● **TEXTO**:
------------------------

Un, dos, tres, estàs morta
Y la muerte, que yo siempre había considerado
la magnitud más importante de la vida, oscura,
atrayente, no era más que una tubería que
revienta, una rama que se rompe con el viento,
una chaqueta que cae de la percha al suelo
Karl Ove Knausgård, La muerte del padre
En contra de lo que se suele creer, cuando la muerte pasa cerca, y más aún a una edad temprana, ésta no provoca rechazo ni miedo, sino fascinación. Ese mundo de certezas en el que habitabas hasta la fecha (mis padres, mi familia y mis amigos estarán siempre a mi lado porque así es como debe de ser) de repente se convierte en un lugar extraño y misterioso en el que todo es posible.
Esto es lo que sucede cuando una figura importante para nosotros desaparece siendo niños; están la pena y la tristeza, sí, pero también la excitación de descubrir una brecha en esa realidad que creíamos conocer tan bien.
Y ahí es justamente donde reside la grandeza de una película a priori tan pequeña como podría ser sobre el papel Verano 1993 de Carla Simón, en su voluntad de transitar ese espacio y, sobretodo, en haber elegido el mejor momento para hacerlo: durante el verano.
El verano (bien lo sabía Rohmer) es la época perfecta para la exploración de las ideas y los sentimientos. Una época en la que el mundo se detiene y se pueden analizar con detenimiento todas esas cosas sobre las que se suelen pasar de puntillas durante el resto del año debido al ajetreo de la vida cotidiana.
Frida, la protagonista de Verano 1993, no ha de ir al cole; no ha de hacer deberes ni pelearse con los profesores. En lugar de eso, Frida debe recorrer una casa nueva, tocar el fondo de una bañera con la cabeza, aprender el padre nuestro, matar moscas, hacer ofrendas a una virgen, adentrase en el bosque para abandonar a su nueva hermana, bañarse en un río o buscar a su madre entre los árboles.
Mucho se ha hablado de la naturalidad y del realismo de la ópera prima de Carla Simón, pero para nada es eso lo que hace que sea una obra interesante, sino su capacidad para retratar sin estridencias la cosa más extraña que puede suceder en este mundo (la desaparición de un ser querido) y todo lo que esta conlleva.

------------------------

● **DATOS PROPORCIONADOS**:
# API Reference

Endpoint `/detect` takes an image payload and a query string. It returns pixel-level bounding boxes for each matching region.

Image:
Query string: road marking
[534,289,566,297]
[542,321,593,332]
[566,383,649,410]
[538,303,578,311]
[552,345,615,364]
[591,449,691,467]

------------------------

● **LISTA DE TAREAS**:
(a) ¿Puedes resumir en dos frases el texto sobre Verano 1993?
(b) ¿Podrías retomar el texto sobre Verano 1993 y seguir escribiéndolo a partir de su última frase?
El material no tiene ningún papel en esto.

● **RESPUESTAS**:
(a) Cuando la muerte de alguien importante pasa cerca a una edad temprana, no provoca rechazo ni miedo, sino fascinación, porque abre una brecha en la realidad que se creía conocer. Verano 1993, de Carla Simón, transita ese espacio durante el verano, y su interés no está en su naturalidad ni en su realismo, sino en retratar sin estridencias la desaparición de un ser querido y todo lo que esta conlleva.

(b)
Verano 1993 es una película excitante no por su capacidad para retratar un entorno y situaciones que todos conocemos, sino por su habilidad para transmitirnos en todo momento la sensación de que esa realidad aparente que estamos habitando puede quebrarse y dejar penetrar lo desconocido.
Debajo de todas las imágenes de la película, a pesar del sol, la música ligera y la ropa de colores, no lo olvidemos, se esconde la muerte.
¿Estamos pues ante una película morbosa? Nada de eso.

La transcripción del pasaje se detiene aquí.